Problem: Copy out the lines below word for word, starting at the line containing "the overcast sky?" and ending at the line containing "4,0 -> 566,143".

Excerpts from a detection dataset:
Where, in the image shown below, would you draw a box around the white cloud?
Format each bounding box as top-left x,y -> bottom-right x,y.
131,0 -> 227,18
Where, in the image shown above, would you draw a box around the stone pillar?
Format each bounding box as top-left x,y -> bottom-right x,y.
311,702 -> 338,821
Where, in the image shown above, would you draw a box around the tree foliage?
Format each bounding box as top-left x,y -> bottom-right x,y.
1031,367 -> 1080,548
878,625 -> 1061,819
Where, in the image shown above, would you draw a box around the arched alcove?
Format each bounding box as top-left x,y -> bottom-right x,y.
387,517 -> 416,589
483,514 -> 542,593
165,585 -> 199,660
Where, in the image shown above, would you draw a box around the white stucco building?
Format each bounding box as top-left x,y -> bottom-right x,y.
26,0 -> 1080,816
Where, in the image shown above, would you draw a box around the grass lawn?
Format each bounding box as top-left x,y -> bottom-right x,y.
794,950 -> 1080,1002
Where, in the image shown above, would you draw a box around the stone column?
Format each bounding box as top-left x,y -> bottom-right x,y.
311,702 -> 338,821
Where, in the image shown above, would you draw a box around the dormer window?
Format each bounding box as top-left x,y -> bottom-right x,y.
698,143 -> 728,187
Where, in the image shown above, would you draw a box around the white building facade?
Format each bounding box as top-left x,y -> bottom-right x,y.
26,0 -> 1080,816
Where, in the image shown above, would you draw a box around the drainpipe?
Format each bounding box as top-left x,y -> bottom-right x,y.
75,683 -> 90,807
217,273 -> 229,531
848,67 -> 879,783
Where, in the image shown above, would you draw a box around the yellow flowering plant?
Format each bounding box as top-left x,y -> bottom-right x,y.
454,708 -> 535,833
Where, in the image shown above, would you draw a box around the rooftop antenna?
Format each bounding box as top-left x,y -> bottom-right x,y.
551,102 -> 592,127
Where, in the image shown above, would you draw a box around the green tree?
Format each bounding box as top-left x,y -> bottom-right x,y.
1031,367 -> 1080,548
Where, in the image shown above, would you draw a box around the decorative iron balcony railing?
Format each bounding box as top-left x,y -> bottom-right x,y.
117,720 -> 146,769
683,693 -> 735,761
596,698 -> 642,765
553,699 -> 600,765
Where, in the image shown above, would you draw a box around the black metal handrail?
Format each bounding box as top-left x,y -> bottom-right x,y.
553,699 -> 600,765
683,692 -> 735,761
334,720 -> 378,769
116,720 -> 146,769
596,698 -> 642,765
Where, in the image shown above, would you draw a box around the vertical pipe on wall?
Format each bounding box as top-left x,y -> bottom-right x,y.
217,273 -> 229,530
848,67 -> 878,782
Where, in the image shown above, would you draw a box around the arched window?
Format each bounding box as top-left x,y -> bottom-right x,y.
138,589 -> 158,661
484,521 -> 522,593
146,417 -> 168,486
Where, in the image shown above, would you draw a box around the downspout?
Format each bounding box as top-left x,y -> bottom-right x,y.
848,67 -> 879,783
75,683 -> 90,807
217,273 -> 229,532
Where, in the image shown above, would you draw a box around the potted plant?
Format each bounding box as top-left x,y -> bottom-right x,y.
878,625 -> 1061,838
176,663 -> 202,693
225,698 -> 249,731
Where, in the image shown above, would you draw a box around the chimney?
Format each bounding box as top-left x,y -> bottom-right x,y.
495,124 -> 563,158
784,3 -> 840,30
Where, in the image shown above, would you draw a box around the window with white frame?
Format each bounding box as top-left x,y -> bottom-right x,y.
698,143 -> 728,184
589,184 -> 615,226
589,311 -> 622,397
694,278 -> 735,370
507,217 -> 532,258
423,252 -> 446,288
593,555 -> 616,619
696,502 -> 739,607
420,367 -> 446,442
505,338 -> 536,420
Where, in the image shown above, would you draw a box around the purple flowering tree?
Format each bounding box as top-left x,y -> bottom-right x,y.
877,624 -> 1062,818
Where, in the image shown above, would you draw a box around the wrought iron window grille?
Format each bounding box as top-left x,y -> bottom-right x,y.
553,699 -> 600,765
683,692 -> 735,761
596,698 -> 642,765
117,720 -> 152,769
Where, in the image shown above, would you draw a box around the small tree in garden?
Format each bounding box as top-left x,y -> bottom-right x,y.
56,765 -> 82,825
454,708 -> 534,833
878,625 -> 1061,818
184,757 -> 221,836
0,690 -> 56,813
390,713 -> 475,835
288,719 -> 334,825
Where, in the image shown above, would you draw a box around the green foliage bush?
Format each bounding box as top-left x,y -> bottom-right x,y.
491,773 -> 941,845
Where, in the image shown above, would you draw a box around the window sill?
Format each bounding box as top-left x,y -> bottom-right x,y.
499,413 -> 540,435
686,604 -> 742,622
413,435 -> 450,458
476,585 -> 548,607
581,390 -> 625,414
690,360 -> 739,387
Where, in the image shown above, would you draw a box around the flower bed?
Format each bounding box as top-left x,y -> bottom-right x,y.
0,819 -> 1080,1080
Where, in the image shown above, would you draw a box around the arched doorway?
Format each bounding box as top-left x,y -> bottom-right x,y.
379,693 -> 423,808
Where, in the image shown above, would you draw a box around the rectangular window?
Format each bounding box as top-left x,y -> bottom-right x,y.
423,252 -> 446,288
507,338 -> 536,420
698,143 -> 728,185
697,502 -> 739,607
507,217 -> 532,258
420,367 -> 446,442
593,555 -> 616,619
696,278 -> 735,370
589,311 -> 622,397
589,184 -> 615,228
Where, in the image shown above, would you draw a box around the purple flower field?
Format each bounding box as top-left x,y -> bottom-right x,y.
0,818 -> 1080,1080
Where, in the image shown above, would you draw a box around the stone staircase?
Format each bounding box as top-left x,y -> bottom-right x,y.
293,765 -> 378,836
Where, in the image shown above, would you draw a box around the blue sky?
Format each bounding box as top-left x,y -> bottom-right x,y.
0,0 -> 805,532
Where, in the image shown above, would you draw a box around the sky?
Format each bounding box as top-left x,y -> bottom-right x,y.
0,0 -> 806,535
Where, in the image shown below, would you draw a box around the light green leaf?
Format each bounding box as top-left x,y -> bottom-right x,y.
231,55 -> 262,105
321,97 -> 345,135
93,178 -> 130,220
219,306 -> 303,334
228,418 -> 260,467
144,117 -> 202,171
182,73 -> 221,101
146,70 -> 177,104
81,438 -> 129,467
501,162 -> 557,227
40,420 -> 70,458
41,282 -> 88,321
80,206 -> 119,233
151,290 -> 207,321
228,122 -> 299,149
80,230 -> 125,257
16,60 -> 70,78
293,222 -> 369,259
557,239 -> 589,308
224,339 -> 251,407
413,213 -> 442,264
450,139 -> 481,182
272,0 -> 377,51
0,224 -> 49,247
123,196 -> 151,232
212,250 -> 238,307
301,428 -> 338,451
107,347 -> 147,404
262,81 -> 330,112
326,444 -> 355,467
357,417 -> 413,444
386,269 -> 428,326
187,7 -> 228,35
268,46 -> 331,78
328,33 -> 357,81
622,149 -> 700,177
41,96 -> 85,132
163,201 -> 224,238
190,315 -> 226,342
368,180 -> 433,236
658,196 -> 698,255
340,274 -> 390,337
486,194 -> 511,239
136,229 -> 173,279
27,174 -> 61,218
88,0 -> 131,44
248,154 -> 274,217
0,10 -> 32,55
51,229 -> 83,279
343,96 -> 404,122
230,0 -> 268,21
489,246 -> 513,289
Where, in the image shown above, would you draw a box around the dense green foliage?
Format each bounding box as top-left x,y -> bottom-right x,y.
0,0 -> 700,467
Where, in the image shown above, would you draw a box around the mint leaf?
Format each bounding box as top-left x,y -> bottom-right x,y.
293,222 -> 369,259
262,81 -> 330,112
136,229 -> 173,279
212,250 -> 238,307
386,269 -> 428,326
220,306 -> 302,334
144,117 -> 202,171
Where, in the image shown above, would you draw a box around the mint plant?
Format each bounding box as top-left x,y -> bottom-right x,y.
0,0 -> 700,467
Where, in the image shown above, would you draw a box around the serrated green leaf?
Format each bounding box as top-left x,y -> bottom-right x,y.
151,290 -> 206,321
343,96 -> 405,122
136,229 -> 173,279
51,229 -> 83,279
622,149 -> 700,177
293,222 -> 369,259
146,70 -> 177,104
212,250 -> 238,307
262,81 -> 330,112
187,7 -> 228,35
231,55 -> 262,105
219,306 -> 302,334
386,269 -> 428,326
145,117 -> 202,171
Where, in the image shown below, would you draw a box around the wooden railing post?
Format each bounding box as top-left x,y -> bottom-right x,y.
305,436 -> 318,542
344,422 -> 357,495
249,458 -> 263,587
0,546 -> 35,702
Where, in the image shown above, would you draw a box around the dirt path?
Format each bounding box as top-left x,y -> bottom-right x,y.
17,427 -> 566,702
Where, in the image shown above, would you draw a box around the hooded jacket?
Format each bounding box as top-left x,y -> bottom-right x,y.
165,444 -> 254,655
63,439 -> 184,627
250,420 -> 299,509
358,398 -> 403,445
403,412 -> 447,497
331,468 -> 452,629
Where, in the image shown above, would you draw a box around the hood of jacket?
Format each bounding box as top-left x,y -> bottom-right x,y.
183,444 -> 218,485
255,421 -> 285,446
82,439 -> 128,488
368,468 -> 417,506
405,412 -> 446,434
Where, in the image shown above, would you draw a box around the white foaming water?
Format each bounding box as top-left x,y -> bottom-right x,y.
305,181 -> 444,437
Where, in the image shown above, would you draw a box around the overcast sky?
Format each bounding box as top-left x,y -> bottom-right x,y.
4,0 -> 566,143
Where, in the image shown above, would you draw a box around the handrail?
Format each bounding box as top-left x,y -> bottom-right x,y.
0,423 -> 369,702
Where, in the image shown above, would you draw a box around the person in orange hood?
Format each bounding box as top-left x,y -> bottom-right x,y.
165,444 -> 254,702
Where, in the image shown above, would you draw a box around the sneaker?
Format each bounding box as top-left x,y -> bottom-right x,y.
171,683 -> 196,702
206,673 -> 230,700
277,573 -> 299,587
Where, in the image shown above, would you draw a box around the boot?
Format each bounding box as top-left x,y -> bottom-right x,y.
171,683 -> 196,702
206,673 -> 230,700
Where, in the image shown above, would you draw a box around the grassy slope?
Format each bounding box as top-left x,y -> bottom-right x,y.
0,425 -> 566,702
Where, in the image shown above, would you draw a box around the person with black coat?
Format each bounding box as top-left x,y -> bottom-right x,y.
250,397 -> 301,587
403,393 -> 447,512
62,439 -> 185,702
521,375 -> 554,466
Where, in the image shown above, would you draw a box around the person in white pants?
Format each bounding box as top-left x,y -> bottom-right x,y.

Correct output:
Where, in the image shown above, would you draw a box around the overcast sky?
Format each bounding box as top-left x,y -> bottom-right x,y.
4,0 -> 566,143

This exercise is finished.